*** Opening of DATA RECORDS ***

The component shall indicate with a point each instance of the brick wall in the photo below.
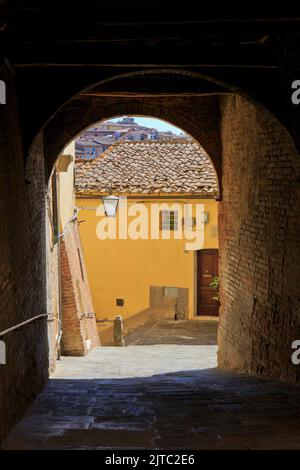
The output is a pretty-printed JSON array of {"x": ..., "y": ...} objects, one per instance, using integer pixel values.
[
  {"x": 22, "y": 266},
  {"x": 259, "y": 223},
  {"x": 79, "y": 323}
]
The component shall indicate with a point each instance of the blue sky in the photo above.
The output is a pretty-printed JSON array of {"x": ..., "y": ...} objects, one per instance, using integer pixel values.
[{"x": 152, "y": 122}]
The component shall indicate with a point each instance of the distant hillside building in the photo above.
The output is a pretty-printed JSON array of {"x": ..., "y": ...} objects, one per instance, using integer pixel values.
[{"x": 96, "y": 139}]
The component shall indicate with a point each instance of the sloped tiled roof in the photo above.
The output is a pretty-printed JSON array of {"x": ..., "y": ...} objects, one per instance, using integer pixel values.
[{"x": 148, "y": 167}]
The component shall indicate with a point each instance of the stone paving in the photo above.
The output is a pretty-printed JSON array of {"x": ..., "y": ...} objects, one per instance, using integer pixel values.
[{"x": 166, "y": 396}]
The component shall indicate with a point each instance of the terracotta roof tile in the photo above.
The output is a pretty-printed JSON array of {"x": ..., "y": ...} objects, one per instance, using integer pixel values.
[{"x": 148, "y": 167}]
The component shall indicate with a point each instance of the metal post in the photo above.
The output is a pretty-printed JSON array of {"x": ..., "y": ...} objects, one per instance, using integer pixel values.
[{"x": 118, "y": 331}]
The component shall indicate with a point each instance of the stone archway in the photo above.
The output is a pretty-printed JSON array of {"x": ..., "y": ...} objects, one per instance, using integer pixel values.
[{"x": 257, "y": 165}]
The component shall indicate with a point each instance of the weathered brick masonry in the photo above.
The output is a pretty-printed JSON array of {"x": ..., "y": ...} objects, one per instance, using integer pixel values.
[
  {"x": 23, "y": 266},
  {"x": 259, "y": 225},
  {"x": 29, "y": 280},
  {"x": 79, "y": 324}
]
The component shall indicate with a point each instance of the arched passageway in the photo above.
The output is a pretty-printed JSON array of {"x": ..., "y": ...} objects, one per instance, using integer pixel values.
[{"x": 258, "y": 169}]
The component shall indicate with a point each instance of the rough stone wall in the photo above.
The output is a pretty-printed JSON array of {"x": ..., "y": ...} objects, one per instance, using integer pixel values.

*** Close of DATA RECORDS ***

-- EXERCISE AIM --
Send back the data above verbatim, leaving out its pictures.

-- RESPONSE AREA --
The component shall indicate with a point each instance of the brick wall in the photo below.
The output is a pretty-printed JSON array of {"x": ..., "y": ...} objects, one per instance, using integer pixel values.
[
  {"x": 22, "y": 266},
  {"x": 259, "y": 223},
  {"x": 79, "y": 323}
]
The component shall indicate with a point each instance of the blue sky in the photo above.
The output is a pretty-printed JSON array of {"x": ..., "y": ...} objects, one per instance, using integer pixel values.
[{"x": 152, "y": 122}]
The component shall indicate with a point each instance of the distant hillside building in the photo above.
The output is a pretty-printed JSON array of {"x": ..., "y": ...} objects, one per instance, using integer pixel values.
[{"x": 96, "y": 139}]
The component shall indicate with a point each instance of the sloped tiled roof in the photo above.
The output is a pretty-printed JSON array of {"x": ..., "y": ...} objects, one per instance, using integer pixel values.
[{"x": 148, "y": 167}]
The component shall indicate with a point each instance of the stone paving in the photo above.
The output is a pretty-printed JSON array of {"x": ..., "y": ...} objects, one per instance, using integer pixel values.
[{"x": 166, "y": 396}]
The component shall indicate with a point each instance of the terracotta roof tile in the photo above.
The output is a pretty-printed JSON array of {"x": ..., "y": ...} objects, one per instance, using integer pixel values.
[{"x": 148, "y": 167}]
The component shall indicate with a point each instance of the metal post in the photo above.
The output is a pretty-printed JSON array of {"x": ..., "y": ...} objects, one per instance, using integer pixel values.
[{"x": 118, "y": 331}]
The component shall indicate with a point each instance of the stone archway in the photo above.
The output is a pretty-printed JSON array of {"x": ..., "y": ...} objects, one per instance, using integer pixel values.
[{"x": 257, "y": 165}]
The component shall indicate with a point each instance of the weathered brick masonry in the photo above.
The output is a pretty-printed JSON array of {"x": ..., "y": ...} objects, one per instance, using integer pixel values.
[
  {"x": 23, "y": 266},
  {"x": 259, "y": 225},
  {"x": 29, "y": 280},
  {"x": 79, "y": 324}
]
The component shall indicate with a point each instance of the arched passageway in the photo above.
The output is a pretty-printed JSON array of {"x": ..., "y": ...} objects, one per instance, using integer pixel values.
[{"x": 258, "y": 169}]
The component shall indicate with a point each instance of the rough stone wall in the photo above.
The output is a pretty-printed JSON array of {"x": ..., "y": ...} objects, one per instance, using integer pixel values.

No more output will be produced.